Could the listing below be returned exactly, with its pictures left out?

THE RECORDS -
=== Begin Enclosure ===

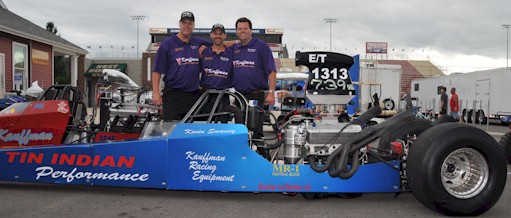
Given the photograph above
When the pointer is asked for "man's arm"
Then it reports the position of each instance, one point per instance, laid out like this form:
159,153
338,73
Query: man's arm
155,80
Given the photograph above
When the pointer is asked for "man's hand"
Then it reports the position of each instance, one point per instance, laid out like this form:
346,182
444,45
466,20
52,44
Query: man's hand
202,48
270,99
156,98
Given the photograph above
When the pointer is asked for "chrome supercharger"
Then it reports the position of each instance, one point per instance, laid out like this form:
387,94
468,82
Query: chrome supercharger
319,138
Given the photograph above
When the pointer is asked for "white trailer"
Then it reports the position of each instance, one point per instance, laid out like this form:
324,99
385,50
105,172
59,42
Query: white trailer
482,94
383,79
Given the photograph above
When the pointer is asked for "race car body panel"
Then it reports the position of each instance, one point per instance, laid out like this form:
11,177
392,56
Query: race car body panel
213,157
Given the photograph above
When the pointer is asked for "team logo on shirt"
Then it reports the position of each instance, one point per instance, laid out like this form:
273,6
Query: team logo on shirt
243,63
185,61
216,72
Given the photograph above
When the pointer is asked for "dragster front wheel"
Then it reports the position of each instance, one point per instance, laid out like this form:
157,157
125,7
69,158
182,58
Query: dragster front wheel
456,169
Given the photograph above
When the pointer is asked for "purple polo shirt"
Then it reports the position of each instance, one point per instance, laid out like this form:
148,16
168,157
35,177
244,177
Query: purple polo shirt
217,69
252,65
179,62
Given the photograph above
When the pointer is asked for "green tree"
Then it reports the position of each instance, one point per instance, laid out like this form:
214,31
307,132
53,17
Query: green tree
62,64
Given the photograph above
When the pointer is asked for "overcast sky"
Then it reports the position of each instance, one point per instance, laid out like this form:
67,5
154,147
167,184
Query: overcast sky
459,35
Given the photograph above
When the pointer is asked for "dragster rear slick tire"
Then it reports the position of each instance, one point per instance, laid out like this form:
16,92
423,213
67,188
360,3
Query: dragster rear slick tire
456,169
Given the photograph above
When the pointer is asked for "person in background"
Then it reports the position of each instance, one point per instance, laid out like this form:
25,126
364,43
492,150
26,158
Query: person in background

=== End Enclosure ===

TASK RESULT -
Given the photograph above
When the pointer is asked for "man's arm"
Then it reports the position of each instance, one point per instance, laid out like this form:
159,153
338,73
Query: man's arm
155,80
Given the photograph above
When the pointer is asked for "man's hand"
Then it reports the position of each instance, one point per instance, laid out like this form:
346,182
444,45
466,20
52,44
Query: man's hand
202,48
270,99
156,98
Given the photograph above
When the pointer is asked for "chrome supercharger"
Then it reports the position of each instance, one point per instance, laid out like this form:
387,94
468,82
Query: chrome supercharger
319,138
Given the photograph above
When the pointer is asked for "white trailer"
Then it reports the position of each instance, one point per instance, laid out like this form:
324,99
385,50
105,172
59,42
Query: white trailer
482,94
383,79
Given the photograph above
When the pointer is asked for "race car body panel"
Then it reports the position of each instance, one point per instance, laid out like this form:
11,177
392,56
Query: race car body panel
213,157
Given the photograph above
When the pointer is asked for "team logo on shirt"
Then it reports the position of each instance, one point per instance, laid out like this form:
273,6
Query: team logo on shirt
243,63
185,61
216,72
Given the photograph above
When the pointer is asked for "dragster front wheel"
Then it reports the position of each instance, one point per instance, laid out like this form:
157,157
125,7
69,158
182,58
Query: dragster front wheel
456,169
Given the photograph above
When the pointer is asked for "purple polo shirt"
Then it reports the position of each instance, one point per instance, laid out like this form:
148,16
168,157
35,177
244,177
Query: purple polo shirt
217,69
252,65
179,62
Given the photograph above
When the pointer is asked for "green tree"
Then it reports the position of each instance, one point per instance, laid out like this form:
214,31
307,132
53,17
Query: green tree
62,64
Given the photograph above
When the pointer is asked for "overcast sky"
Then it reports the position of each instance, one point per instance, laid out like this form:
67,5
154,147
167,184
Query: overcast sky
459,35
Given the photograph above
When the pointer is asked for "dragster rear slick tire"
Then it reports the position of each instance, one point per instance, laid out like this form:
16,92
423,213
67,188
360,3
Query: dragster rear slick tire
456,169
Given the photograph above
When the pointer is asked for "person in background"
Then it reports the position of each instance, one point per instance, laid out like this form:
25,126
364,43
492,150
26,158
Query: person in background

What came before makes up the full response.